WHAT THIS EXERCISE ASKS:
1 > Reproduce the portion of the photography passage that starts at the words "The Black Bowl" and ends after "made new images.".
2 > In the photography passage, who spent thousands of hours testing exposures and development times?

BEGIN SELECTED EXTRACT

The most mature of the photographic arts is probably black and white image-making and wet darkroom printing. The transition from “thinking mostly about the tools” to “what can we do with those tools” started around the time the Zone System was developed in the late 1930s and early 1940s. Ansel Adams and Fred Archer conducted thousands of hours of tests determining what exposures and development times produced optimal results from the tools available to them, and they developed a set of techniques that enabled a vast range of expression with those tools. Adams was very careful to say that the Zone System wasn’t the art itself, rather, it was a set of techniques that enabled the use of tools (cameras, film and printing paper) to create art (photographs). Even before the Zone System was developed, there was Group f.64 – a group of photographers who were pushing the limits of the available tools to create sharp, detailed images with a particular aesthetic. They called it “straight photography”, in contrast to the heavily manipulated, dreamy images (pictorialism) in fashion at the time. The first films (and before film, plates) and printing papers were not sufficiently capable for the images Ansel Adams and the other California photographers who were part of Group f.64 wished to make.

Spring Showers by Alfred Stieglitz (1902).
The Black Bowl by George Seeley (1907).

The pictorialist aesthetic of photography around the beginning of the 20th Century was only partially because that was in fashion at the time – the other part was that films, papers and lenses capable of the great detail we saw somewhat later simply didn’t exist yet. As the tools evolved, new forms of art became possible – Group f.64 simply couldn’t have started in the 1910s instead of the 1930s, because the tools to make the photographs they wanted to make hadn’t been invented. The glossy baryta papers we think of when we think of a classic black and white photograph, with their detail and contrast, were not widely available until shortly before the artists of Group f.64 developed their aesthetic. Equipped with new tools, Adams, Edward Weston, Imogen Cunningham and others made new images.

Clearing Winter Storm by Ansel Adams (1944, printed 1980) – a masterful silver gelatin print by a great artist who was also a great technician.

END SELECTED EXTRACT
BEGIN RECORDS

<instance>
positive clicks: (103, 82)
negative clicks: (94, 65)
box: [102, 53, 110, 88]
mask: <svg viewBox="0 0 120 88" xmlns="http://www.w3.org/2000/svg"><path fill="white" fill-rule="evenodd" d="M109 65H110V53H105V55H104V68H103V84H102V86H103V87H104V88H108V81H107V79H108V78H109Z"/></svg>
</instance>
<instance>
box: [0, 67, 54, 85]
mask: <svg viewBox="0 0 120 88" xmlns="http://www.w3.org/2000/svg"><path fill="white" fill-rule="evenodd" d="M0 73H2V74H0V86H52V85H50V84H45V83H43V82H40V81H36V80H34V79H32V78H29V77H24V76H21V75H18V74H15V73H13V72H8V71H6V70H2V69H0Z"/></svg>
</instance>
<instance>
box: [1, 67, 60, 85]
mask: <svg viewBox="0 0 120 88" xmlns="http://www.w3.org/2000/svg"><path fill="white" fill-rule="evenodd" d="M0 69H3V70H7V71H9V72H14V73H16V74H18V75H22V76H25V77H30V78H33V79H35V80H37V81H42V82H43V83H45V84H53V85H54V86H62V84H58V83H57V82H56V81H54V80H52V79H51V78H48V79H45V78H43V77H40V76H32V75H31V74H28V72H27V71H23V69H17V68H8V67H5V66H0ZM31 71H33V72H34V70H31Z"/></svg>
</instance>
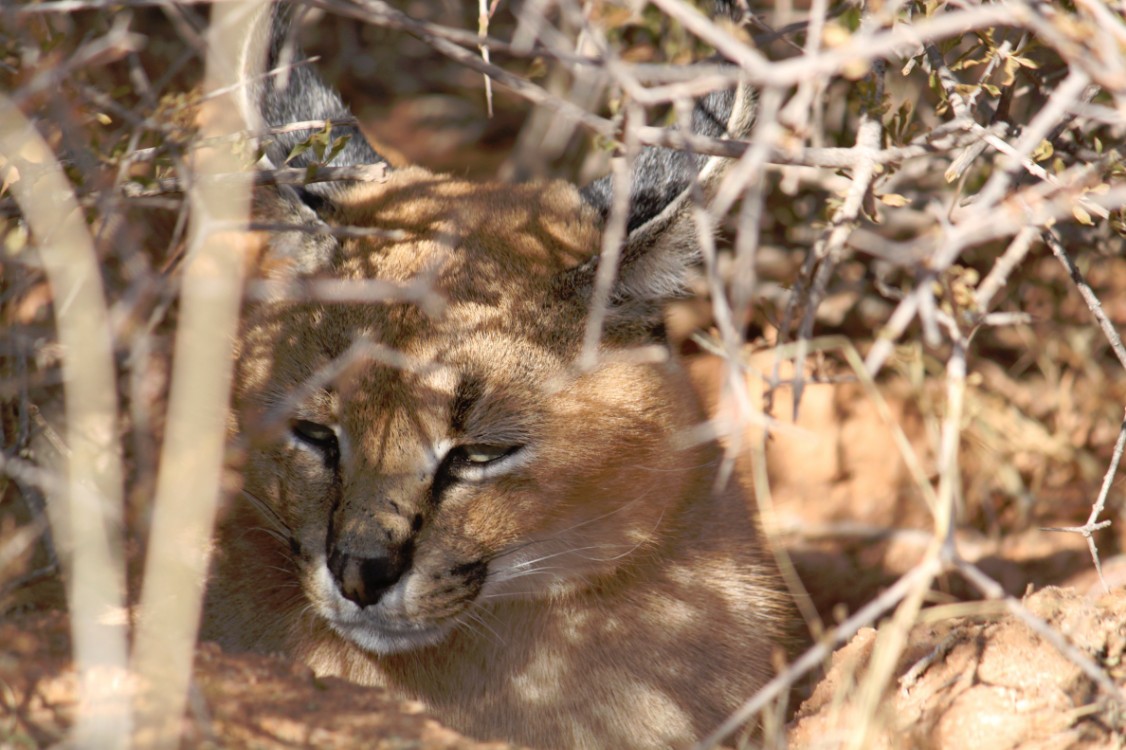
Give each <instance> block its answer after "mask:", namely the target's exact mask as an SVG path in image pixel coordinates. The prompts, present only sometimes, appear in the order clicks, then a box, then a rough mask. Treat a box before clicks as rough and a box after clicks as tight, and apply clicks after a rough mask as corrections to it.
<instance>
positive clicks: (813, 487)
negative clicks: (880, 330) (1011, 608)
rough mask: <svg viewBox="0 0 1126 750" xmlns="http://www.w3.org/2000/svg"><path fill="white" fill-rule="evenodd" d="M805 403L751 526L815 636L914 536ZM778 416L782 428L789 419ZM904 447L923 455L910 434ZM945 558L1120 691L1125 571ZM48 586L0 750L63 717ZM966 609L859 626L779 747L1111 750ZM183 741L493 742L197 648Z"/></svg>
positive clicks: (915, 520)
mask: <svg viewBox="0 0 1126 750" xmlns="http://www.w3.org/2000/svg"><path fill="white" fill-rule="evenodd" d="M697 374H698V375H699V376H700V378H701V382H705V383H707V382H709V378H711V377H714V376H717V374H718V370H717V369H716V368H715V365H714V363H707V361H705V363H703V364H697ZM888 392H890V393H892V394H893V398H892V400H891V401H890V403H891V405H892V407H893V409H894V410H895V411H896V412H897V414H899V417H900V418H901V421H902V423H906V425H910V423H911V419H910V414H909V412H910V410H911V407H910V404H909V403H908V401H906V400H903V399H899V400H896V399H895V398H894V392H895V389H894V387H893V389H890V391H888ZM807 399H808V400H807V402H806V404H805V405H804V407H803V411H802V419H801V421H799V426H798V427H799V428H801V429H789V430H781V431H779V434H778V435H777V436H776V438H775V439H774V440H771V445H770V448H769V466H770V474H771V488H772V502H771V506H770V512H769V514H768V518H767V520H768V524H769V525H771V526H772V533H774V535H775V536H776V538H777V541H778V544H779V546H781V547H783V548H784V550H785V551H786V552H787V553H788V554H789V555H790V557H792V559H793V560H794V562H795V565H796V569H797V570H798V572H799V574H801V577H802V580H803V583H804V586H805V588H806V589H807V591H808V595H810V597H811V600H812V602H813V604H814V605H815V609H816V611H817V615H819V616H820V618H821V620H822V624H821V625H817V626H819V627H824V623H832V622H834V620H837V619H839V618H840V617H842V616H843V615H844V614H846V613H851V611H855V610H856V609H857V608H858V607H859V606H861V605H864V604H865V602H867V601H869V600H870V599H872V598H874V597H875V596H877V595H878V593H879V592H881V591H882V590H884V589H885V588H886V587H887V586H888V584H890V583H892V582H893V581H894V580H895V579H896V578H897V577H899V575H900V574H902V573H903V572H904V571H906V570H909V569H910V568H911V565H913V564H914V563H915V562H918V561H919V560H921V559H922V555H923V554H924V551H926V548H927V544H928V542H929V533H928V526H927V515H926V512H924V511H923V509H920V508H917V507H914V506H913V505H912V503H917V502H918V501H917V500H914V499H912V497H911V491H910V484H911V482H910V480H909V479H908V472H906V471H905V468H904V467H903V465H902V463H901V462H899V461H897V459H895V458H894V456H895V454H894V446H892V445H890V443H891V438H890V435H888V431H887V429H886V427H884V426H883V425H882V420H881V418H879V417H878V414H877V413H876V410H875V409H873V408H870V404H867V402H866V396H864V395H863V393H860V391H859V390H858V389H856V387H854V386H834V387H824V389H816V387H815V389H812V390H811V392H810V393H808V394H807ZM715 400H716V399H715V398H713V399H712V401H713V402H714V401H715ZM778 407H779V413H787V410H788V404H786V403H779V404H778ZM910 437H912V439H914V440H917V441H919V444H920V446H922V438H921V437H920V436H919V435H914V436H910ZM923 455H926V453H924V452H923ZM958 546H959V551H960V552H962V554H963V555H964V556H965V557H966V559H968V560H971V561H973V562H975V563H976V564H978V565H980V566H981V568H982V570H984V571H985V572H988V573H989V574H990V575H991V577H993V578H994V579H997V580H998V581H999V582H1001V583H1002V586H1003V587H1004V589H1006V590H1007V591H1008V592H1010V593H1013V595H1016V596H1022V600H1024V602H1025V605H1026V607H1027V608H1028V610H1029V611H1030V613H1033V614H1034V615H1036V616H1037V617H1038V618H1040V619H1042V620H1044V623H1046V624H1047V626H1048V627H1049V628H1052V632H1053V633H1057V634H1060V635H1061V636H1062V637H1063V639H1064V640H1065V641H1066V643H1069V644H1070V645H1071V648H1073V649H1074V650H1075V652H1078V653H1080V654H1082V657H1083V658H1085V660H1087V662H1088V663H1091V664H1097V666H1099V667H1100V668H1101V669H1102V670H1103V672H1105V675H1106V676H1107V677H1108V678H1109V679H1110V680H1114V681H1115V682H1116V684H1117V685H1118V686H1119V689H1120V688H1121V686H1123V685H1126V663H1124V661H1123V657H1124V651H1126V559H1123V557H1110V559H1108V560H1106V561H1103V562H1105V573H1106V578H1107V580H1108V582H1109V583H1110V586H1111V588H1112V589H1114V590H1112V592H1111V593H1103V592H1102V588H1101V584H1099V582H1098V580H1097V578H1096V574H1094V571H1093V568H1092V564H1091V560H1090V556H1089V553H1088V551H1087V545H1085V542H1084V541H1083V539H1082V537H1080V536H1078V535H1065V534H1052V533H1047V532H1043V530H1040V529H1039V528H1026V529H1024V530H1011V532H1009V533H1007V534H1001V535H993V536H990V535H988V534H983V533H981V532H977V530H974V529H973V528H972V527H967V528H966V529H964V530H960V532H959V533H958ZM1055 584H1058V587H1057V586H1055ZM50 588H51V587H50V586H48V584H46V583H45V584H43V586H42V587H41V589H39V592H36V593H32V595H29V596H28V597H26V598H25V600H24V602H23V604H21V605H20V606H19V607H18V608H16V609H15V610H9V611H8V614H7V615H6V616H5V619H3V622H2V623H0V748H25V747H45V745H50V744H53V743H55V742H57V741H59V740H60V739H62V738H63V736H64V733H65V727H66V725H68V722H69V720H70V716H71V715H72V712H73V708H74V698H75V677H74V673H73V671H72V670H71V669H70V666H69V654H68V641H69V637H68V624H66V619H65V615H64V614H63V613H61V611H60V610H59V608H57V607H56V606H54V605H53V601H56V600H53V599H52V597H51V596H50V595H48V593H47V592H48V591H50ZM975 598H976V596H975V593H974V591H973V589H972V587H969V586H968V584H967V583H966V582H965V581H964V580H962V579H960V578H958V577H944V578H941V579H939V580H938V581H937V583H936V586H935V587H933V590H932V591H931V593H930V595H929V599H930V604H932V605H933V606H931V607H930V608H927V609H924V610H923V613H922V615H921V617H920V618H919V619H918V620H917V622H915V624H913V625H912V626H910V627H909V628H908V630H906V631H905V632H904V633H900V634H899V635H900V636H901V637H905V641H904V643H905V648H904V649H903V650H902V653H900V654H899V657H897V659H895V660H894V662H893V663H890V664H885V663H883V662H882V661H881V660H879V659H876V658H874V653H877V651H876V650H877V648H878V646H877V643H878V641H879V640H881V639H894V637H895V635H896V634H895V633H894V632H893V631H894V628H888V627H887V626H886V624H884V625H882V627H881V630H879V631H877V630H874V628H872V627H867V628H864V630H861V631H860V632H859V633H858V634H857V635H856V636H855V637H854V639H851V641H850V642H849V643H848V644H847V645H844V646H842V648H840V649H839V650H838V651H837V652H835V653H834V654H833V657H832V659H831V660H830V662H829V663H828V664H826V668H825V670H824V671H823V672H821V673H820V675H819V676H817V678H816V680H815V682H814V684H813V686H812V687H810V686H806V693H805V694H804V695H803V696H799V698H801V697H804V698H805V699H804V702H803V703H801V705H799V707H798V708H797V711H796V714H794V716H793V717H792V721H790V723H789V725H788V726H787V727H786V730H785V736H786V741H787V743H788V745H789V747H790V748H811V749H812V748H838V747H858V748H935V749H939V748H941V749H948V750H962V749H965V748H1102V747H1106V748H1111V747H1121V744H1120V743H1121V742H1123V741H1124V738H1126V733H1124V730H1126V726H1124V713H1123V709H1121V706H1120V705H1119V706H1117V707H1116V706H1115V705H1114V703H1112V702H1111V700H1109V699H1108V698H1107V697H1106V695H1105V694H1103V693H1100V691H1099V689H1098V687H1097V686H1096V684H1094V682H1093V681H1092V680H1091V679H1090V678H1088V677H1087V676H1085V675H1084V673H1083V671H1082V670H1081V668H1080V667H1079V666H1076V663H1074V662H1073V661H1071V660H1070V659H1069V658H1066V657H1065V655H1063V654H1062V653H1061V652H1060V650H1058V649H1057V648H1056V646H1055V645H1053V643H1051V642H1049V640H1048V639H1046V637H1045V636H1044V634H1043V633H1037V632H1035V631H1033V630H1030V628H1029V626H1028V625H1026V624H1025V623H1022V622H1020V620H1018V619H1016V618H1015V617H1013V616H1012V615H1011V614H1009V613H1007V611H1006V610H1004V609H1003V606H1001V605H999V604H998V602H982V601H973V600H969V601H966V600H967V599H975ZM959 602H962V604H959ZM869 672H879V673H877V675H875V676H869ZM874 680H875V682H874V684H875V686H876V687H873V681H874ZM185 738H186V739H185V747H191V748H203V747H230V748H306V747H307V748H348V747H367V748H387V749H391V748H396V749H397V748H427V749H430V748H434V749H437V748H502V747H508V745H506V744H502V743H492V744H482V743H480V742H477V741H475V740H472V739H467V738H464V736H461V735H459V734H457V733H456V732H453V731H452V730H448V729H446V727H444V726H443V725H441V724H440V722H439V721H438V718H436V717H434V716H430V715H428V714H427V713H426V712H425V711H423V708H422V706H420V705H418V704H414V703H411V702H403V700H399V699H395V698H393V697H391V696H388V695H386V694H385V693H383V691H379V690H374V689H368V688H360V687H356V686H352V685H349V684H347V682H343V681H340V680H336V679H318V678H314V676H313V675H312V673H311V672H310V671H309V670H307V669H305V668H303V667H300V666H295V664H294V663H292V662H291V661H286V660H284V659H282V658H277V657H267V655H254V654H227V653H222V652H220V650H218V649H217V648H215V646H214V645H212V644H204V645H203V646H200V649H199V650H198V653H197V658H196V671H195V681H194V685H193V691H191V700H190V709H189V715H188V717H187V718H186V729H185Z"/></svg>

END RECORDS

SET OF ANSWERS:
1 >
The Black Bowl by George Seeley (1907).

The pictorialist aesthetic of photography around the beginning of the 20th Century was only partially because that was in fashion at the time – the other part was that films, papers and lenses capable of the great detail we saw somewhat later simply didn’t exist yet. As the tools evolved, new forms of art became possible – Group f.64 simply couldn’t have started in the 1910s instead of the 1930s, because the tools to make the photographs they wanted to make hadn’t been invented. The glossy baryta papers we think of when we think of a classic black and white photograph, with their detail and contrast, were not widely available until shortly before the artists of Group f.64 developed their aesthetic. Equipped with new tools, Adams, Edward Weston, Imogen Cunningham and others made new images.

2 > Ansel Adams and Fred Archer.